_VOTRE TRAVAIL:_
**a.** Recopiez fidèlement le passage de l'entretien qui commence aux mots « Je crois que c’est déjà » et s'arrête après « plus accessible ? ».
**b.** Indiquez, s'il vous plaît, si chacune des affirmations suivantes concorde avec l'entretien, en répondant par oui ou par non et en citant textuellement les mots qui tranchent : (i) Le label Syllart Records possède un siège dans une capitale africaine. (ii) Le père de la personne interrogée a produit l'album Soro. (iii) Le réseau de collaborateurs du label s'étend jusqu'en Afrique anglophone.
**c.** Quels sont les deux amis et collaborateurs du père nommés dans l'entretien ?

_SOURCE:_
-- -- --

Je crois que c’est déjà le cas. Les musiques noires ont révolutionné la musique moderne  avec le Jazz avec Miles Davis, la Soul avec James Brown, le Reggae avec Bob Marley, l’Afro-Beat avec Fela Kuti et tous ces héritages musicaux venant des afro-descendants ou d’Africains imprègnent de leur puissance les musiques que chacun écoute aujourd’hui, elles l’ont révolutionnées. Et aujourd’hui, je crois que c’est au tour des musiques authentiquement africaines de se découvrir à l’industrie musicale internationale même si cela a été le cas avec la World Music dont mon père fut un des initiateurs en produisant l’album Soro qui révolutionna les musiques africaines à cette époque.

Dakarmusique.com : le label Syllart records envisage t’il d’ouvrir un siège dans une capitale africaine pour être plus accessible ?
Syllart Records ambitionne et a toujours ambitionné pour être le plus présent en Afrique. Nous avons un très vaste réseau de collaborateurs partout en Afrique, même en Afrique anglophone. Nous n’avons pas a proprement parler de siège mais si le label a pu dénicher autant d’artistes qui sont devenues les grandes stars des musiques africaines c’est parce que notre force a été ces collaborateurs. Je tiens ici à énoncer le nom de mes tontons Alain Jossé et Sanou Mbaye, deux amis et collaborateurs de mon père qui ont fait le relais pour dénicher ici à Dakar.

-- -- --

_ENTRÉES RÉPERTORIÉES:_
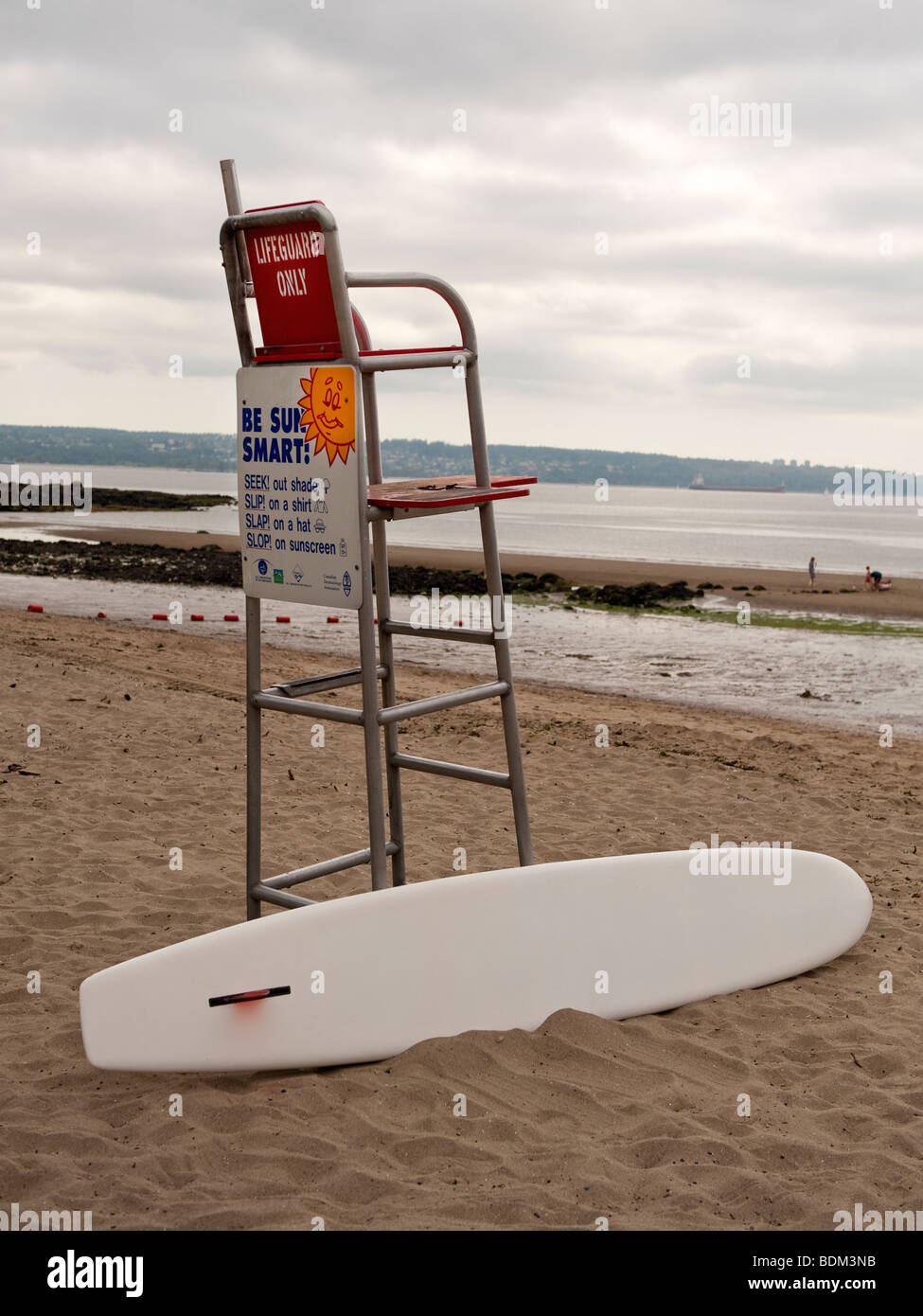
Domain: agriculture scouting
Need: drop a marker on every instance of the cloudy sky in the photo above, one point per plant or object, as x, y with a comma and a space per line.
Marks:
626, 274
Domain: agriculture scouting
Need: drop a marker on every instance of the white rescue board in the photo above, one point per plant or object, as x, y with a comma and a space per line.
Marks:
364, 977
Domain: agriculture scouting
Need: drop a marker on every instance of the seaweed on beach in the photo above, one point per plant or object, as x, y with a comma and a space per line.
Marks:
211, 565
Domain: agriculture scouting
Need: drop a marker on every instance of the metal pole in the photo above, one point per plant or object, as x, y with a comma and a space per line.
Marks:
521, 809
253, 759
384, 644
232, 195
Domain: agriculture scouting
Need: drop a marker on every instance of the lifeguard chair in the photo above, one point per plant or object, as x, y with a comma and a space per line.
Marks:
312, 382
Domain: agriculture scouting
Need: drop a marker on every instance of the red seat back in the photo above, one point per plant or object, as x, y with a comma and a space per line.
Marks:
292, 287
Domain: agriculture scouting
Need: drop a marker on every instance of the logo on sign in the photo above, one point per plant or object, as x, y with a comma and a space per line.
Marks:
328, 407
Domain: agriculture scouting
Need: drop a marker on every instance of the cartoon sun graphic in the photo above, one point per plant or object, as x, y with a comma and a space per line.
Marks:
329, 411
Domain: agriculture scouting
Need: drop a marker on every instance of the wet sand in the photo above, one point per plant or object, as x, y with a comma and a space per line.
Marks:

-- -- --

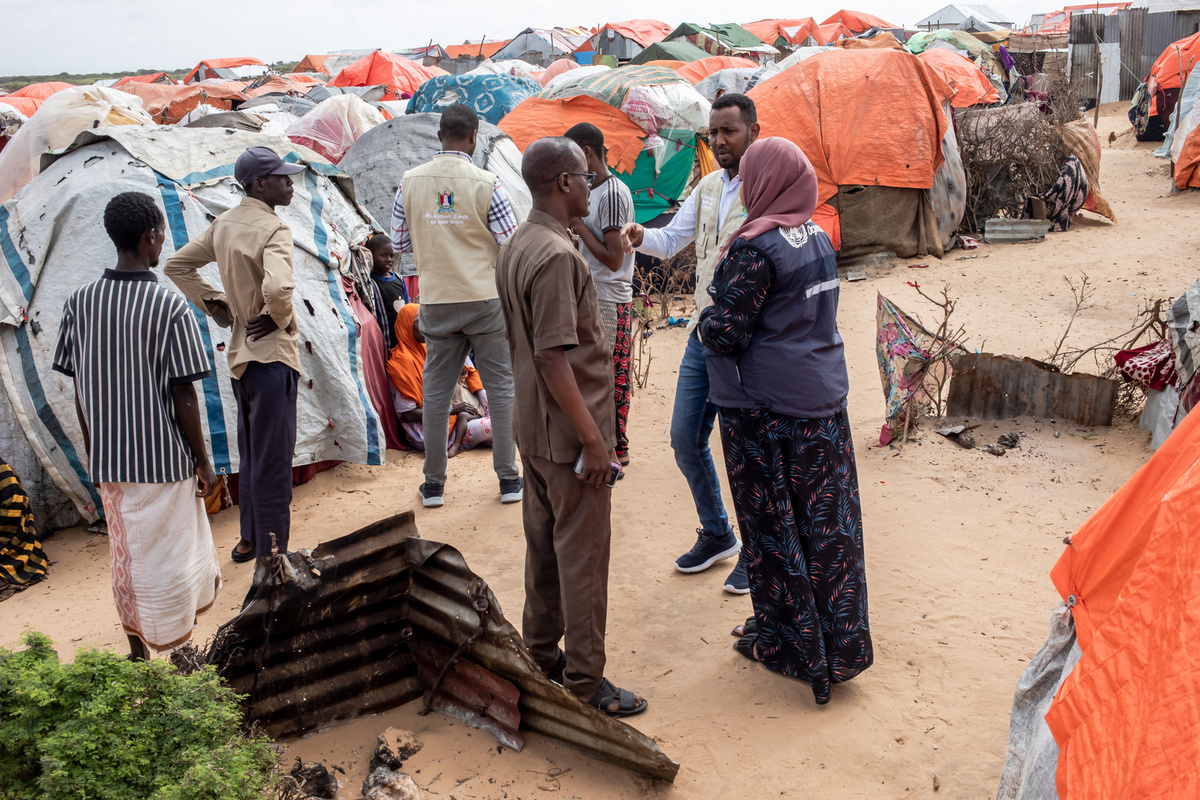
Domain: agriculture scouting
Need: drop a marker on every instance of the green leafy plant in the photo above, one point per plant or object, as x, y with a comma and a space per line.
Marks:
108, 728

-- -- --

_LES RÉPONSES:_
**a.**
Je crois que c’est déjà le cas. Les musiques noires ont révolutionné la musique moderne  avec le Jazz avec Miles Davis, la Soul avec James Brown, le Reggae avec Bob Marley, l’Afro-Beat avec Fela Kuti et tous ces héritages musicaux venant des afro-descendants ou d’Africains imprègnent de leur puissance les musiques que chacun écoute aujourd’hui, elles l’ont révolutionnées. Et aujourd’hui, je crois que c’est au tour des musiques authentiquement africaines de se découvrir à l’industrie musicale internationale même si cela a été le cas avec la World Music dont mon père fut un des initiateurs en produisant l’album Soro qui révolutionna les musiques africaines à cette époque.

Dakarmusique.com : le label Syllart records envisage t’il d’ouvrir un siège dans une capitale africaine pour être plus accessible ?

**b.**
(i) Non : « Nous n’avons pas a proprement parler de siège ».
(ii) Oui : « mon père fut un des initiateurs en produisant l’album Soro ».
(iii) Oui : « Nous avons un très vaste réseau de collaborateurs partout en Afrique, même en Afrique anglophone ».

**c.** Alain Jossé et Sanou Mbaye.